#### [Supplied passage]

--------

(Bloomberg) -- Russian incomes in the second quarter plunged by the most since the country’s 1998 default as the economy of the world’s biggest energy exporter took a double blow from the pandemic and slump in global oil demand.
Real disposable incomes fell 8% between April and June compared with a year ago, the Federal Statistics Service reported Friday. Data for the first quarter, which earlier showed a drop, were revised up to a 1.2% increase.
“This situation with incomes is pointing to a lot of problems,” said Evgeny Nadorshin, chief economist at PF Capital in Moscow. “If incomes don’t recover, the economy may also fail to bounce back.”
The slump, which follows years of falling or stagnating living standards, is one of the biggest challenges faced by President Vladimir Putin as he paves the way to extending his two-decade rule. The coronavirus upended a plan to boost spending on social projects this year, with completion of the so-called National Projects likely pushed back until 2030.
The plunge hammered retail sales, which fell 7.7% in June after a 19% drop in April. Wages rebounded in May after a drop in April, climbing 1%. Unemployment edged up to 6.2% in June from 6.1% in May.
What Our Economists Say:
“The worst is over, but the rebound in demand faces a low ceiling until the virus is under control. Even then, persistent weakness in incomes is likely to weigh on consumption.”
--Scott Johnson, Bloomberg Economics
Industrial production contracted for a third month in June even as lockdown measures were being lifted in many regions, falling 9.4% from a year before, after a 9.6% drop in May, the statistics agency reported Thursday. The economy overall may shrink 6% this year, according to the World Bank.

--------

#### [Recorded data]
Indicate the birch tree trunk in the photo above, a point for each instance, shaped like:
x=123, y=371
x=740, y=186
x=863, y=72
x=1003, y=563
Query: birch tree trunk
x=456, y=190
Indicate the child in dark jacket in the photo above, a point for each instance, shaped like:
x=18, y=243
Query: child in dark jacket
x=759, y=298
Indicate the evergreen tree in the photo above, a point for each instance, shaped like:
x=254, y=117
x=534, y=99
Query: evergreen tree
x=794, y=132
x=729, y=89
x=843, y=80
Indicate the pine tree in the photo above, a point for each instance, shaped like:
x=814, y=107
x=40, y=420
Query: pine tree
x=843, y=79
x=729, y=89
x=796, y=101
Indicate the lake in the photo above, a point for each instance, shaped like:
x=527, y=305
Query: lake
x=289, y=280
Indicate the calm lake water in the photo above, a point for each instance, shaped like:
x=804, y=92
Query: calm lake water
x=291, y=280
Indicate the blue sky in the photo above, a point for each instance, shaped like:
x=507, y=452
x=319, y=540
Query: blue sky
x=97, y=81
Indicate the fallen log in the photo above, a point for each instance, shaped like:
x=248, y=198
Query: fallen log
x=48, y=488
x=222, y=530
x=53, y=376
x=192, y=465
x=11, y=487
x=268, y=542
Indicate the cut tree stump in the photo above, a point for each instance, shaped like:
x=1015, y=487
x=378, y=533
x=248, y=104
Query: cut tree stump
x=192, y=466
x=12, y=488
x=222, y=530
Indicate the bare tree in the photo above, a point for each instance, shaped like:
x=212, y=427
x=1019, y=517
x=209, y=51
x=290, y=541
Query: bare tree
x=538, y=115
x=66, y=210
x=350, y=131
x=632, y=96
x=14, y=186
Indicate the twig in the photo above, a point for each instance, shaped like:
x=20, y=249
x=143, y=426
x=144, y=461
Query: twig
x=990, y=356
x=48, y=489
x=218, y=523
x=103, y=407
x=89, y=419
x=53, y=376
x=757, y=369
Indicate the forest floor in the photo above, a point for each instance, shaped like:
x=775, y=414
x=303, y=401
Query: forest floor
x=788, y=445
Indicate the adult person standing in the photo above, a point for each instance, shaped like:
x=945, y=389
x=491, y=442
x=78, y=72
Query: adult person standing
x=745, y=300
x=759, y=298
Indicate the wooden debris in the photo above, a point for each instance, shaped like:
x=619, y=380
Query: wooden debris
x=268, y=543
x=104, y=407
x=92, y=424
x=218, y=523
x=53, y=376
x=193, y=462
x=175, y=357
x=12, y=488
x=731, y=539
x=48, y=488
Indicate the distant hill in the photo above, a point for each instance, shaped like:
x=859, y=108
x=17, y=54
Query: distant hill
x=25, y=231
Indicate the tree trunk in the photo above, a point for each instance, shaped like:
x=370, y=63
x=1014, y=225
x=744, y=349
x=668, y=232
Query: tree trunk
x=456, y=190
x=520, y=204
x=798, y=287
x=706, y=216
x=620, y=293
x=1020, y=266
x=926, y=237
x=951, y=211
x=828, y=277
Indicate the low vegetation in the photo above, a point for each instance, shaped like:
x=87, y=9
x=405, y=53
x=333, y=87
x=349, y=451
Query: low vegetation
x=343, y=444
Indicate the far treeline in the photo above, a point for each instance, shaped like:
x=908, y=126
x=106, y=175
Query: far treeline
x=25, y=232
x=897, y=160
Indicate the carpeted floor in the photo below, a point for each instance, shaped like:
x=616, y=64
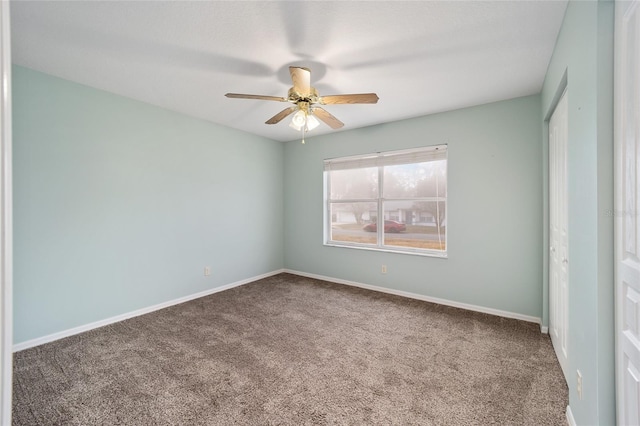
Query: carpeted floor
x=288, y=350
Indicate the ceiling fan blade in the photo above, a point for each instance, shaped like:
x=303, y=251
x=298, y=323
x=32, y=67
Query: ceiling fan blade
x=358, y=98
x=301, y=78
x=329, y=119
x=282, y=114
x=261, y=97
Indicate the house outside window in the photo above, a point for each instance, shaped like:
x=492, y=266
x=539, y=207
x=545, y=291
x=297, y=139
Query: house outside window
x=406, y=189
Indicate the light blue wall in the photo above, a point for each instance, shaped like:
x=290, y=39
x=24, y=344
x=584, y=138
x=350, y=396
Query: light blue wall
x=119, y=205
x=494, y=207
x=584, y=54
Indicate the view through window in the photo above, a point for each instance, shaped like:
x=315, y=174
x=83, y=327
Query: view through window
x=407, y=190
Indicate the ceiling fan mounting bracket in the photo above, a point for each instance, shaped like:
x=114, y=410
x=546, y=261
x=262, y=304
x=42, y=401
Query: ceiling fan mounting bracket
x=306, y=98
x=295, y=97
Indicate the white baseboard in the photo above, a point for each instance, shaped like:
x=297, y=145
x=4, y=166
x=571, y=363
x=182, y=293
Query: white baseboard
x=76, y=330
x=570, y=420
x=469, y=307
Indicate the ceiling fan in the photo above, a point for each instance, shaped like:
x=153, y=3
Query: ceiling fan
x=306, y=102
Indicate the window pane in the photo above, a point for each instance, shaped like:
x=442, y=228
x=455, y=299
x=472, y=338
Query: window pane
x=415, y=224
x=351, y=222
x=427, y=179
x=354, y=183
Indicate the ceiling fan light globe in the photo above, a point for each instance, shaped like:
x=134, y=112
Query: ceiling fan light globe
x=299, y=118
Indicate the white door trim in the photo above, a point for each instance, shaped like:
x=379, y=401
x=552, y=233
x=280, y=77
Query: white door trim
x=627, y=210
x=6, y=226
x=558, y=232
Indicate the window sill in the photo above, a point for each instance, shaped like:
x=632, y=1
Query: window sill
x=423, y=253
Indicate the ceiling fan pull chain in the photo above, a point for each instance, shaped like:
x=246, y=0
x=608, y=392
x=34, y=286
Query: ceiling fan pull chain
x=304, y=130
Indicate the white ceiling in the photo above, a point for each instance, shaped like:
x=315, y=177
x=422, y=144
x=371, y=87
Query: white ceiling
x=420, y=57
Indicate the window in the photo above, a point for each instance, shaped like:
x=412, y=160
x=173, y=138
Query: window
x=404, y=190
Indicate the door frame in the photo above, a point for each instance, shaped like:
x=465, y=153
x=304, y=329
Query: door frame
x=559, y=248
x=619, y=212
x=6, y=224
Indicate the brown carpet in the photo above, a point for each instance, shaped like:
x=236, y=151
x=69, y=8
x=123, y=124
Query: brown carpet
x=288, y=350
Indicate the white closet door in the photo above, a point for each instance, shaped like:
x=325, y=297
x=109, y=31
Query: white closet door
x=558, y=232
x=627, y=141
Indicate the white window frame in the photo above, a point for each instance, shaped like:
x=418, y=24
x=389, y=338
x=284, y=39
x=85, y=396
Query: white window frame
x=380, y=160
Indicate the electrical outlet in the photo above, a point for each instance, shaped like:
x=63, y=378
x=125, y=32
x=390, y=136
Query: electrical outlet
x=579, y=384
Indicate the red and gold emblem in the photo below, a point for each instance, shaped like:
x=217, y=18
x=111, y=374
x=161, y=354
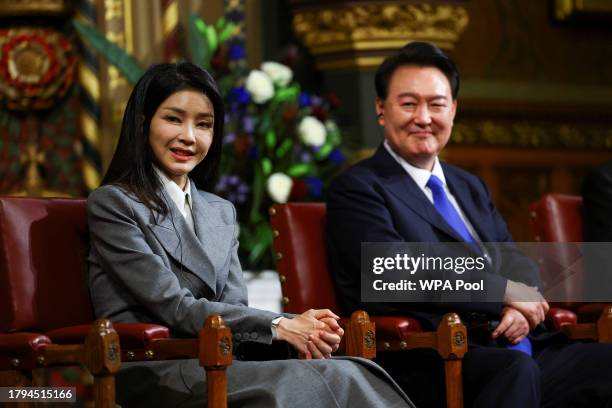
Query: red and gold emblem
x=37, y=67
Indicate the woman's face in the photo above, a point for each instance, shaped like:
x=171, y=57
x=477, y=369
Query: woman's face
x=181, y=133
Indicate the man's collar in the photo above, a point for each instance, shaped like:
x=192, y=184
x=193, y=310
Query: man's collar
x=420, y=176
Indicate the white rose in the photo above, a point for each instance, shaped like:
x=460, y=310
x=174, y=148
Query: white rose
x=259, y=86
x=281, y=74
x=279, y=186
x=311, y=131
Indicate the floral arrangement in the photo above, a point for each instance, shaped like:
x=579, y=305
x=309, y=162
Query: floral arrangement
x=280, y=143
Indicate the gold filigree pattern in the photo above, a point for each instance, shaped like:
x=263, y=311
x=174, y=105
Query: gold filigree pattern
x=533, y=134
x=378, y=27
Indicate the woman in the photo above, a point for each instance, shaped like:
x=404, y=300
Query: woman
x=164, y=250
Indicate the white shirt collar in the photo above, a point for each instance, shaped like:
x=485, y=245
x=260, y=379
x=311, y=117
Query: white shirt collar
x=420, y=176
x=174, y=191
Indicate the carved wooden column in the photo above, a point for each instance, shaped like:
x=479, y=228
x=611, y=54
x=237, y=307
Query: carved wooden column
x=349, y=39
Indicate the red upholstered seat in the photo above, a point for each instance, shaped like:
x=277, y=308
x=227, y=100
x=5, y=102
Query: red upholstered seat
x=558, y=218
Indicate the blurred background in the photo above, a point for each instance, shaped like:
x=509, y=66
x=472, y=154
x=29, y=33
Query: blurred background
x=535, y=104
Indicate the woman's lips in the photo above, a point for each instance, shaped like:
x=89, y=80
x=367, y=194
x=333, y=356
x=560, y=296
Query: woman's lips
x=180, y=154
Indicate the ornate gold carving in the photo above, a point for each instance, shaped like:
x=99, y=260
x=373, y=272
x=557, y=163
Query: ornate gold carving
x=34, y=7
x=224, y=345
x=370, y=339
x=375, y=27
x=532, y=134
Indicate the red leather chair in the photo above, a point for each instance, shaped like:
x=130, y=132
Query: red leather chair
x=46, y=312
x=558, y=218
x=299, y=232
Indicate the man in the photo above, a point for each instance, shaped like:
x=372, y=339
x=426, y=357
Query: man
x=404, y=193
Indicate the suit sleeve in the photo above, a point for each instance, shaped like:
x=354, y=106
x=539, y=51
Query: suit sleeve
x=127, y=258
x=358, y=212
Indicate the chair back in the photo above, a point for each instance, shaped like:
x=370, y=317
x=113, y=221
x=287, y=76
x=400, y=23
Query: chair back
x=558, y=218
x=43, y=252
x=301, y=256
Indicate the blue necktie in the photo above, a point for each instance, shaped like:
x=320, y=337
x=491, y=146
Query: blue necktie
x=447, y=210
x=450, y=214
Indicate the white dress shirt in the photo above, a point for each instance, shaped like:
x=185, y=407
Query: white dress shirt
x=182, y=198
x=421, y=177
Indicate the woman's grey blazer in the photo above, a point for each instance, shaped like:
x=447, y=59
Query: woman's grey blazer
x=144, y=267
x=148, y=268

--------

#### [Instructions to follow]
Duplicate the section of the Russian incomes article starting at "(Bloomberg) -- Russian" and ending at "a 1.2% increase.".

#### [Finished task]
(Bloomberg) -- Russian incomes in the second quarter plunged by the most since the country’s 1998 default as the economy of the world’s biggest energy exporter took a double blow from the pandemic and slump in global oil demand.
Real disposable incomes fell 8% between April and June compared with a year ago, the Federal Statistics Service reported Friday. Data for the first quarter, which earlier showed a drop, were revised up to a 1.2% increase.